▸ **WHAT IS NEEDED**
In full and exactly, please return the records, but keep out the pictures.

** INPUT DATA follows **

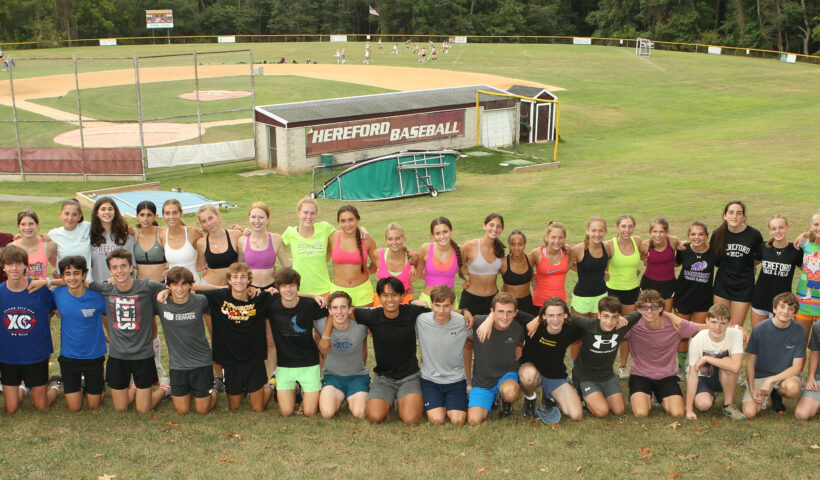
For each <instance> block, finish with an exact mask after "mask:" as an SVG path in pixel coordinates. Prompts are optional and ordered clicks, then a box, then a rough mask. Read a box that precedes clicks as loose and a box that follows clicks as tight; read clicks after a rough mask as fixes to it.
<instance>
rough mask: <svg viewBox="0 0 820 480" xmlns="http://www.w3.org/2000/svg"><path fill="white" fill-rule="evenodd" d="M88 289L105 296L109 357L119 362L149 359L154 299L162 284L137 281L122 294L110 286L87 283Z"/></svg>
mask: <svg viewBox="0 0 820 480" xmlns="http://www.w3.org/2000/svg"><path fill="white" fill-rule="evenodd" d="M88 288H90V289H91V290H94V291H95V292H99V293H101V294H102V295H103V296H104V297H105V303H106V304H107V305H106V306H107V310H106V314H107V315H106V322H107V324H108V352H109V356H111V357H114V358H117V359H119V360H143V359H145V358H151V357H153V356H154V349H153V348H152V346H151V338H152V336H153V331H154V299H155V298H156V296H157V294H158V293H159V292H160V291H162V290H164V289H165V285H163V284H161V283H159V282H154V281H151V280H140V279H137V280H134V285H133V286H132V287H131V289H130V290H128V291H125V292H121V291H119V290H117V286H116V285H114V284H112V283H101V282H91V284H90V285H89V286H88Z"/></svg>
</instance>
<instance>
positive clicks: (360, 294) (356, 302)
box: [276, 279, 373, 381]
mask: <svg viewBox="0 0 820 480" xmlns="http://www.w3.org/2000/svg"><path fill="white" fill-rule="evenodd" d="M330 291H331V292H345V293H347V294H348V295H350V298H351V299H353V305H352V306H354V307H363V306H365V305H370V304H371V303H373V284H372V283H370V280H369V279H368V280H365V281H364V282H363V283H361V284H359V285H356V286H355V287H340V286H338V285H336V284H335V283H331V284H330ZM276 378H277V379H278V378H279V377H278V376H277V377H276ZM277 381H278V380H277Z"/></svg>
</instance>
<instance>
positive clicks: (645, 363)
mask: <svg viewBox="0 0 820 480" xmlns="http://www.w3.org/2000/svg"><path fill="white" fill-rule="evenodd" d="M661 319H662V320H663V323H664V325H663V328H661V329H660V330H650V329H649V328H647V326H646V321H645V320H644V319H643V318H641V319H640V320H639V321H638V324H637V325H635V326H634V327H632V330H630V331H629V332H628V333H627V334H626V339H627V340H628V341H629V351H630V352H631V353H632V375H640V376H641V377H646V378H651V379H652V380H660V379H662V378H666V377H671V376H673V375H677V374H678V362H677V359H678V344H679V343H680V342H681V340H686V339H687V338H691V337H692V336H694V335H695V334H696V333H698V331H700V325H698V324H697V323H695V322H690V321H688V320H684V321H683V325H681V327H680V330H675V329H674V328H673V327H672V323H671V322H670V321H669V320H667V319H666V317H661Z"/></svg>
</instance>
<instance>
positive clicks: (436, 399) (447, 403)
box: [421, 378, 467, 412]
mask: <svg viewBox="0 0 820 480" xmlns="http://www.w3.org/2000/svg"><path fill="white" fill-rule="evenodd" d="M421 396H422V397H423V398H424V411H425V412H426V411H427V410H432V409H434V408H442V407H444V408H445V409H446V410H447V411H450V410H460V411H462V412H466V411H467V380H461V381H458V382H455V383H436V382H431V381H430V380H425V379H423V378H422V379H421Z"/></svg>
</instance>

** End of INPUT DATA **

▸ **RESPONSE TO THE TASK**
For each <instance> block, finish with an exact mask after "mask:" as an SVG path in pixel coordinates. Prompts are optional and ordered clicks, then a box, then a rough mask. Read a box that precedes clicks as loose and a box that follows clicks as tight; read clicks after a rough mask as fixes to it.
<instance>
rough mask: <svg viewBox="0 0 820 480" xmlns="http://www.w3.org/2000/svg"><path fill="white" fill-rule="evenodd" d="M88 289L105 296L109 357L119 362L149 359L154 299L162 284L137 281L122 294L110 286L87 283Z"/></svg>
mask: <svg viewBox="0 0 820 480" xmlns="http://www.w3.org/2000/svg"><path fill="white" fill-rule="evenodd" d="M88 288H90V289H91V290H94V291H95V292H99V293H101V294H102V295H103V296H104V297H105V303H106V304H107V305H106V306H107V310H106V314H107V315H106V322H107V324H108V352H109V356H111V357H114V358H117V359H119V360H143V359H145V358H151V357H153V356H154V349H153V348H152V346H151V338H152V336H153V331H154V299H155V298H156V296H157V294H158V293H159V292H160V291H162V290H164V289H165V285H163V284H161V283H159V282H154V281H151V280H140V279H137V280H134V285H133V286H132V287H131V289H130V290H128V291H125V292H121V291H119V290H117V286H116V285H114V284H112V283H101V282H91V284H90V285H89V286H88Z"/></svg>
</instance>
<instance>
positive clicks: (360, 294) (356, 302)
box: [276, 279, 373, 381]
mask: <svg viewBox="0 0 820 480" xmlns="http://www.w3.org/2000/svg"><path fill="white" fill-rule="evenodd" d="M330 291H331V292H345V293H347V294H348V295H350V298H351V299H353V305H352V306H354V307H363V306H365V305H370V304H371V303H373V284H372V283H370V280H369V279H368V280H365V281H364V282H363V283H361V284H359V285H356V286H355V287H340V286H338V285H336V284H335V283H331V284H330ZM276 378H277V379H278V378H279V377H278V376H277V377H276ZM277 381H278V380H277Z"/></svg>
</instance>
<instance>
positive clicks: (645, 363)
mask: <svg viewBox="0 0 820 480" xmlns="http://www.w3.org/2000/svg"><path fill="white" fill-rule="evenodd" d="M661 319H662V320H663V323H664V325H663V328H661V329H660V330H650V329H649V328H647V326H646V321H645V320H644V319H643V318H641V319H640V320H639V321H638V324H637V325H635V326H634V327H632V330H630V331H629V332H628V333H627V334H626V339H627V340H628V341H629V351H630V352H631V353H632V375H640V376H641V377H646V378H651V379H652V380H660V379H662V378H666V377H671V376H673V375H677V374H678V362H677V359H678V344H679V343H680V342H681V340H686V339H687V338H691V337H692V336H694V335H695V334H696V333H698V331H700V325H698V324H697V323H695V322H690V321H688V320H684V321H683V325H681V327H680V330H675V329H674V328H673V327H672V323H671V322H670V321H669V320H667V319H666V317H661Z"/></svg>
</instance>
<instance>
positive clicks: (436, 399) (447, 403)
box: [421, 378, 467, 412]
mask: <svg viewBox="0 0 820 480" xmlns="http://www.w3.org/2000/svg"><path fill="white" fill-rule="evenodd" d="M421 396H422V397H423V398H424V411H425V412H426V411H427V410H432V409H434V408H442V407H444V408H445V409H446V410H447V411H450V410H460V411H462V412H466V411H467V380H461V381H458V382H455V383H436V382H431V381H430V380H425V379H423V378H422V379H421Z"/></svg>
</instance>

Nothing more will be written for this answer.